(Stored items)
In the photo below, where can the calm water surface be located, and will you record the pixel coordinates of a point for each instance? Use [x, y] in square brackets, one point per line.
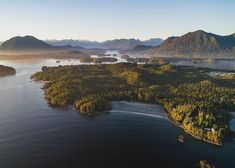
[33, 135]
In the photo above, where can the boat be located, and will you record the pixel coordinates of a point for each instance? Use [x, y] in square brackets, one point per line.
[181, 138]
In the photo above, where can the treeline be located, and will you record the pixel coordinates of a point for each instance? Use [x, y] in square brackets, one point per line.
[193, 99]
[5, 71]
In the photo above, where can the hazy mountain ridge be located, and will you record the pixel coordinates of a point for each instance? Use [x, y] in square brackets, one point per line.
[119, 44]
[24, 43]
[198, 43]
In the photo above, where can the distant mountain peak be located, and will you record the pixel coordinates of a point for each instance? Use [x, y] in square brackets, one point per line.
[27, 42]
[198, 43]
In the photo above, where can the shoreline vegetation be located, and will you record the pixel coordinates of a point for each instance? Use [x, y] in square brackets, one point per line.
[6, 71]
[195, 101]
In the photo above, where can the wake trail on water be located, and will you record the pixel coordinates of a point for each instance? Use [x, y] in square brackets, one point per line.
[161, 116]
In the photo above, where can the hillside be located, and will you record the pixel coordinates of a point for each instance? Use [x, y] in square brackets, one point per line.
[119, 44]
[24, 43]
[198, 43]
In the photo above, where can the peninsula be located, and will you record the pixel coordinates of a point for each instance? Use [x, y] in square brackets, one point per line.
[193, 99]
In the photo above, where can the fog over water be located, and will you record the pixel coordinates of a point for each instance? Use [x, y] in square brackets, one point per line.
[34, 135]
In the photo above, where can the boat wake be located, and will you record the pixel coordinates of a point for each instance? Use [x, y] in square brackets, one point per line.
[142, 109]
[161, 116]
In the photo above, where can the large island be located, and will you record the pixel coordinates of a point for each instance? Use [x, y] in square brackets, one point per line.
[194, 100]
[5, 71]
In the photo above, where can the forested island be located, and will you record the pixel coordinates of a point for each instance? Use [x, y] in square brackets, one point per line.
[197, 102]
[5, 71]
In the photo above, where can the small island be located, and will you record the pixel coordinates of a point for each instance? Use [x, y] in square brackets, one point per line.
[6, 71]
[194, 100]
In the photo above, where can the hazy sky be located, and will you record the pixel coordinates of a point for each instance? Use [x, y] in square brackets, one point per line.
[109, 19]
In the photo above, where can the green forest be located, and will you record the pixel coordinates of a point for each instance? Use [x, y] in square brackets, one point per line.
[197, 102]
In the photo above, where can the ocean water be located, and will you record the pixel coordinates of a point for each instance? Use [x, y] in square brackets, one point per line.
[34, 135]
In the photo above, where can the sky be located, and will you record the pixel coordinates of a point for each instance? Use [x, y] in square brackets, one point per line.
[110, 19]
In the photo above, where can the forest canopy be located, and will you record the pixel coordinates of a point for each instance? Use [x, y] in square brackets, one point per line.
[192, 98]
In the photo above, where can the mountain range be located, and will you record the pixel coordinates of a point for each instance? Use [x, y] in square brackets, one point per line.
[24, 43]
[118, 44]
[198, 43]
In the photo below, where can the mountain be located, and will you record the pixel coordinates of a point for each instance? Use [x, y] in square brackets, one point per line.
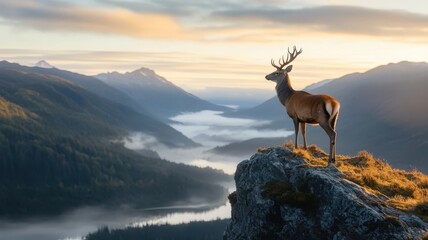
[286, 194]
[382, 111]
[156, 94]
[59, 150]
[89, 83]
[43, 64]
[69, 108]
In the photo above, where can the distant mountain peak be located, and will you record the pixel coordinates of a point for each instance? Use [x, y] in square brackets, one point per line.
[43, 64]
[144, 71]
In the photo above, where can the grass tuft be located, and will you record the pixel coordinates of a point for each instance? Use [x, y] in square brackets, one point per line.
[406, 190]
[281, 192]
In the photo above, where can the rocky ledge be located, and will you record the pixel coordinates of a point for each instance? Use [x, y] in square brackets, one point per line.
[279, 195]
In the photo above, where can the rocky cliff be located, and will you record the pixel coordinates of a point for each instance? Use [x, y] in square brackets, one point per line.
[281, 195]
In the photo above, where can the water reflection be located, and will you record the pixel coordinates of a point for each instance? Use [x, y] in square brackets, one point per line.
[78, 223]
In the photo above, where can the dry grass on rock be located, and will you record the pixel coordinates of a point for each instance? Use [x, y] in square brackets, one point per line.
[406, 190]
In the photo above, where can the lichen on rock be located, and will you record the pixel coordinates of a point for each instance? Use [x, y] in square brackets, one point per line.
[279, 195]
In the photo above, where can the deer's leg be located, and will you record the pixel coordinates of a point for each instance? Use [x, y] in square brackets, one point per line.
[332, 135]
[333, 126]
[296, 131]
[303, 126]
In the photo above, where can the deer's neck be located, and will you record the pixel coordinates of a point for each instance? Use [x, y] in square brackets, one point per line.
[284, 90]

» **About this exercise**: Leave out every line before the one containing "In the photo above, where can the deer's neck". Transcribe that line and all lines after it through the end of the data above, exactly.

» **Expected answer**:
In the photo above, where can the deer's neck be located, and will you record the pixel coordinates of a point for each instance? Use [x, y] in square brackets, one point per line.
[284, 90]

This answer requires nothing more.